EXERCISE AIM: Each entry below is to be printed verbatim.

== DATA ROWS

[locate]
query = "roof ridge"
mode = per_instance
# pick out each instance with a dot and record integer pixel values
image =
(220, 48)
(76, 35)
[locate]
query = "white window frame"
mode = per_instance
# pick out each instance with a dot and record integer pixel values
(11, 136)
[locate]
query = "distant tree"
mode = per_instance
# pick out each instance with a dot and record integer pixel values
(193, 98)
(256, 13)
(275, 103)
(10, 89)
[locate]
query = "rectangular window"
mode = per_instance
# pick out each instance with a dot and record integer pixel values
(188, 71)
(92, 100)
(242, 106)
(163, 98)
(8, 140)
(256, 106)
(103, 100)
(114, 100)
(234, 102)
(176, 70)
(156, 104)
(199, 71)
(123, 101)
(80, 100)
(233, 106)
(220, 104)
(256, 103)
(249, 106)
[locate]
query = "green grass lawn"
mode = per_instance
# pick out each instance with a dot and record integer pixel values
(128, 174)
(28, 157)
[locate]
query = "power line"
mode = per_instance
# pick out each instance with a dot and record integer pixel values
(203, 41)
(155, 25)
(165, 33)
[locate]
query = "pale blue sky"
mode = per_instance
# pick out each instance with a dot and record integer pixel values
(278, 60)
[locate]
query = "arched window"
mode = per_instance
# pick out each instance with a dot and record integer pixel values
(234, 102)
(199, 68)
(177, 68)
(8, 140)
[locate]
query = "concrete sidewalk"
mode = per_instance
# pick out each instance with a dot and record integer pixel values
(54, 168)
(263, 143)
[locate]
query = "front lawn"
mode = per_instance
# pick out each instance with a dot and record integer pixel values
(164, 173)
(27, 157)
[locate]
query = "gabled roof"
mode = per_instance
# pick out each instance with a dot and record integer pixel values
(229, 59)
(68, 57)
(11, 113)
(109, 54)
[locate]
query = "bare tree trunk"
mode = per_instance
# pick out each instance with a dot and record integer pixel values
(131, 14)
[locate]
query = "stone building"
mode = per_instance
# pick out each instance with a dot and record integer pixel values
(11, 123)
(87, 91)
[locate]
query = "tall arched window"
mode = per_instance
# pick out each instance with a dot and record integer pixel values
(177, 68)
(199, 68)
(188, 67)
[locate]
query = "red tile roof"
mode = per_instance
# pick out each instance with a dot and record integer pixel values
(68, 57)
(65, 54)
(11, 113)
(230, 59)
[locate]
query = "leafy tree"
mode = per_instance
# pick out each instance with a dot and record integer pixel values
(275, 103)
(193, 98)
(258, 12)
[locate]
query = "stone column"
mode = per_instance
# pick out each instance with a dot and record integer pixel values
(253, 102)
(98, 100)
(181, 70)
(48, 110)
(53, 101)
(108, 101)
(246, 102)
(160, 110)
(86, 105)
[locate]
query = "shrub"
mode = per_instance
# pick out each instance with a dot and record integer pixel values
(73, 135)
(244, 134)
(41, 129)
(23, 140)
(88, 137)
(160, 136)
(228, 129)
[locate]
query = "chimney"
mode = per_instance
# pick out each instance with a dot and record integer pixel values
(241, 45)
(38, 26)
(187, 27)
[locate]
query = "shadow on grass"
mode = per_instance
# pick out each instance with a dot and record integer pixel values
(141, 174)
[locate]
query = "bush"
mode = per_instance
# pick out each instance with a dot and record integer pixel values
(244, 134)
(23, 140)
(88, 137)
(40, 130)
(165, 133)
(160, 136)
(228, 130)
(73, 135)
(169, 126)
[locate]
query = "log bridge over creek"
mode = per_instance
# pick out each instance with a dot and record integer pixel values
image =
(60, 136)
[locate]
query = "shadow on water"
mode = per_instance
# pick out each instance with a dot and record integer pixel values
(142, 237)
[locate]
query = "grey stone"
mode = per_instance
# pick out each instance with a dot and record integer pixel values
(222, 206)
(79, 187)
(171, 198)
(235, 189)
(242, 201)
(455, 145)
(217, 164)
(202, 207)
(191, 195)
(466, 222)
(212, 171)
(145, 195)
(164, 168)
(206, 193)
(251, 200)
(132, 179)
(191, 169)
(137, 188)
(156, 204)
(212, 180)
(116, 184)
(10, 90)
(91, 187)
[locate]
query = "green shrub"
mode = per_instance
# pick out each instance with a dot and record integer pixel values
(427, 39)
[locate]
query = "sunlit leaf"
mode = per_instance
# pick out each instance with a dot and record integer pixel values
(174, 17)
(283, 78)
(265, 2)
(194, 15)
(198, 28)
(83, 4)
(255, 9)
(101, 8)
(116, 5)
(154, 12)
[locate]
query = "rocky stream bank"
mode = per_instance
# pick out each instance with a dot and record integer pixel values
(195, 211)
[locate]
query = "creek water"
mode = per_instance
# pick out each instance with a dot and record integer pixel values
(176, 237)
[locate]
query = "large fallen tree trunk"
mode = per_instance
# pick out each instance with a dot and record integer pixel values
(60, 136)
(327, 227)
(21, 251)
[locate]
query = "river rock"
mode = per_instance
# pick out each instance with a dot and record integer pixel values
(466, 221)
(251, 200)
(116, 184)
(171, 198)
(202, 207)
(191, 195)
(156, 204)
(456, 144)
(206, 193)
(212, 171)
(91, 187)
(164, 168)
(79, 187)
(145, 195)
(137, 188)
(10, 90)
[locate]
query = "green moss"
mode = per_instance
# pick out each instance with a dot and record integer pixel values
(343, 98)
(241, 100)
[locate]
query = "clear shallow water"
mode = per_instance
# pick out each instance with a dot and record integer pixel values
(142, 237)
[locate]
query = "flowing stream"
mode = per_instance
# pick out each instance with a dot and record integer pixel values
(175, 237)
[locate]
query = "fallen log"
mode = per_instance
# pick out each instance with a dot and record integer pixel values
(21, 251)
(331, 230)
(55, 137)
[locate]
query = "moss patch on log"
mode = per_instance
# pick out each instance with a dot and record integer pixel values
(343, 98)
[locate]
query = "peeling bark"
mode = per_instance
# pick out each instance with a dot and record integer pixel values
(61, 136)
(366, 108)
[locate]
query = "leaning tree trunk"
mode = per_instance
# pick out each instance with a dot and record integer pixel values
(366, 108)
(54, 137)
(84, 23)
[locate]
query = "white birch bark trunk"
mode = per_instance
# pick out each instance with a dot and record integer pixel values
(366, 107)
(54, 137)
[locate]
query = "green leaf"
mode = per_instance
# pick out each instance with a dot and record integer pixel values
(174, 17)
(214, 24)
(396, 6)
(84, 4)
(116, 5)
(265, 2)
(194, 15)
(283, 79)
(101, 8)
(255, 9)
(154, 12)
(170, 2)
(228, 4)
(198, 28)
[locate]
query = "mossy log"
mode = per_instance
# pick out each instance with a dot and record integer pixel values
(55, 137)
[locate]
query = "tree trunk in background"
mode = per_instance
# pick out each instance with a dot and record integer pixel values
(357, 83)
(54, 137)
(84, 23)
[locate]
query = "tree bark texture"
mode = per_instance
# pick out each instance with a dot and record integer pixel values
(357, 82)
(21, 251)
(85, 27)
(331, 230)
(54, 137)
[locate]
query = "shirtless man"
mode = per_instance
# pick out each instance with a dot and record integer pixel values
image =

====

SOLVED EXERCISE:
[locate]
query = "roof ridge"
mode = per_instance
# pick out each instance with a dot and record integer pixel values
image =
(220, 48)
(76, 35)
[locate]
query = "white window frame"
mode = per_instance
# pick out each instance with a dot and record integer pixel values
(11, 136)
[locate]
query = "distant tree"
mode = per_instance
# pick out each instance with a dot and record integer pixel values
(193, 98)
(256, 13)
(275, 103)
(10, 89)
[locate]
query = "rectangular window"
mode = per_instance
# pick out each instance with a dot and record integer pixel values
(188, 71)
(92, 100)
(242, 106)
(163, 98)
(8, 140)
(256, 106)
(103, 100)
(114, 100)
(234, 102)
(176, 70)
(156, 104)
(199, 71)
(123, 101)
(80, 100)
(233, 106)
(220, 104)
(256, 103)
(249, 106)
[locate]
query = "green grass lawn"
mode = per_instance
# pick out each instance with a dot and record integer pixel values
(128, 174)
(28, 157)
[locate]
query = "power line"
mode = per_instance
# pick out each instance with a dot and record integer pixel values
(203, 41)
(155, 25)
(165, 33)
[locate]
query = "pale blue sky"
mode = per_instance
# pick out each instance with a dot and record integer pixel values
(278, 60)
[locate]
query = "arched window"
mode = per_instance
# pick out each instance with a dot and record integer pixel values
(234, 102)
(199, 68)
(177, 68)
(8, 140)
[locate]
query = "concrete sidewalk"
mode = per_instance
# pick out each instance with a dot and record integer pixel values
(54, 168)
(263, 143)
[locate]
query = "front lawn"
mode = per_instance
# pick out each instance with a dot and record integer pixel values
(164, 173)
(27, 157)
[locate]
query = "gabled roof"
mode = per_instance
# pick out each instance with a dot and record integer pixel values
(229, 59)
(68, 57)
(11, 113)
(109, 54)
[locate]
query = "bare tree trunk"
mode = per_instance
# pick out each instance with a dot and record integer pixel values
(131, 14)
[locate]
query = "stone building"
mode = per_instance
# pick out each instance with a dot and record integer pixel values
(11, 123)
(87, 91)
[locate]
query = "tall arched window"
mode = per_instance
# pick out each instance with a dot and record integer pixel values
(177, 68)
(199, 68)
(188, 67)
[locate]
query = "red tile roof"
mode = per_instance
# pick out each instance with a dot and record integer pixel values
(68, 57)
(65, 54)
(11, 113)
(230, 59)
[locate]
query = "leafy tree"
mode = per_instance
# pick out each instance with a dot and record integer pixel values
(275, 103)
(193, 98)
(258, 12)
[locate]
query = "stone column"
mode = per_instance
# pick out each instance with a dot and record integer pixel values
(253, 102)
(98, 100)
(181, 70)
(48, 110)
(53, 101)
(108, 101)
(246, 102)
(160, 110)
(86, 105)
[locate]
query = "shrub"
mode = per_instance
# pick out each instance with a dot and record integer pixel values
(73, 135)
(244, 134)
(41, 129)
(23, 140)
(88, 137)
(160, 136)
(228, 129)
[locate]
query = "chimney"
mode = per_instance
# pick out each instance with a dot and record integer pixel values
(241, 45)
(38, 26)
(187, 27)
[locate]
query = "shadow on grass"
mode = per_instance
# pick out each instance with a dot and record integer pixel values
(141, 174)
[locate]
query = "bush"
mode = per_instance
# pick out each instance with a dot and record integer pixel values
(244, 134)
(23, 140)
(88, 137)
(40, 130)
(165, 133)
(160, 136)
(228, 130)
(73, 135)
(169, 126)
[locate]
query = "log bridge over creek"
mode = per_instance
# pick out each instance with a dot and record integer pixel values
image =
(60, 136)
[locate]
query = "shadow on water"
mode = per_instance
# pick out each instance with a dot and record integer pixel values
(142, 237)
[locate]
query = "grey stone"
mode = per_instance
# pick out each instance with a dot and record integer pixel values
(222, 206)
(79, 187)
(171, 198)
(235, 189)
(242, 201)
(455, 145)
(217, 164)
(202, 207)
(191, 195)
(466, 222)
(212, 171)
(145, 195)
(164, 168)
(206, 193)
(251, 200)
(132, 179)
(191, 169)
(137, 188)
(156, 204)
(212, 180)
(116, 184)
(10, 90)
(91, 187)
[locate]
query = "green shrub"
mode = per_instance
# pick out each instance with a dot and record integer pixel values
(427, 39)
[locate]
query = "sunlit leaf"
mode = per_instance
# pick out each instance with a dot and record integer pixel values
(174, 17)
(283, 78)
(265, 2)
(194, 15)
(198, 28)
(83, 4)
(255, 9)
(101, 8)
(116, 5)
(154, 12)
[locate]
query = "rocky stream bank"
mode = per_instance
# pick out each instance with a dot and record integer pixel values
(195, 211)
[locate]
query = "creek water"
mode = per_instance
# pick out each instance with a dot and record integer pixel values
(176, 237)
[locate]
query = "large fallen tree trunk"
mode = per_instance
# pick out each instance with a dot and record integer pixel values
(60, 136)
(327, 227)
(21, 251)
[locate]
query = "river rock"
mode = per_instance
# pick out each instance with a dot and record integer pixel values
(466, 221)
(251, 200)
(116, 184)
(171, 198)
(202, 207)
(191, 195)
(156, 204)
(456, 144)
(206, 193)
(212, 171)
(91, 187)
(164, 168)
(79, 187)
(145, 195)
(137, 188)
(10, 90)
[locate]
query = "green moss"
mode = per_instance
# pick out each instance with a dot and record integer pixel values
(343, 98)
(241, 100)
[locate]
query = "clear shallow water"
mode = per_instance
# pick out each instance with a dot and record integer pixel values
(142, 237)
[locate]
query = "flowing stream"
mode = per_instance
# pick out each instance with a dot and record integer pixel values
(175, 237)
[locate]
query = "fallen log"
mode = per_instance
# pick out each instance with a dot and record integer pixel values
(21, 251)
(331, 230)
(55, 137)
[locate]
query = "moss patch on log"
mode = per_instance
# pick out each instance with a dot and record integer pixel values
(343, 98)
[locate]
query = "peeling bark"
mode = per_instance
# pick out each instance with a dot and record integer pixel values
(61, 136)
(366, 108)
[locate]
query = "leaning tree trunk"
mode = per_instance
# pick out each instance with a dot and record integer pixel values
(366, 108)
(54, 137)
(84, 23)
[locate]
query = "white birch bark trunk"
mode = per_instance
# pick out each instance with a dot and record integer pixel values
(366, 107)
(54, 137)
[locate]
query = "green leaf"
mode = per_instance
# pick out each instance with a dot and record integer pixel values
(174, 17)
(214, 24)
(396, 6)
(84, 4)
(116, 5)
(265, 2)
(194, 15)
(283, 79)
(101, 8)
(255, 9)
(154, 12)
(170, 2)
(228, 4)
(198, 28)
[locate]
query = "mossy log"
mode = per_instance
# pick out each instance with a dot and record integer pixel values
(55, 137)
[locate]
query = "tree trunk in background"
mode = per_instance
# pick out each instance with a dot and record integer pixel values
(357, 83)
(54, 137)
(84, 23)
[locate]
query = "tree bark texture"
mode = per_instance
# pick out each instance with a dot and record integer pixel values
(357, 82)
(21, 251)
(85, 27)
(331, 230)
(54, 137)
[locate]
query = "shirtless man"
mode = per_instance
# pick out each instance with a dot and record integer pixel values
image =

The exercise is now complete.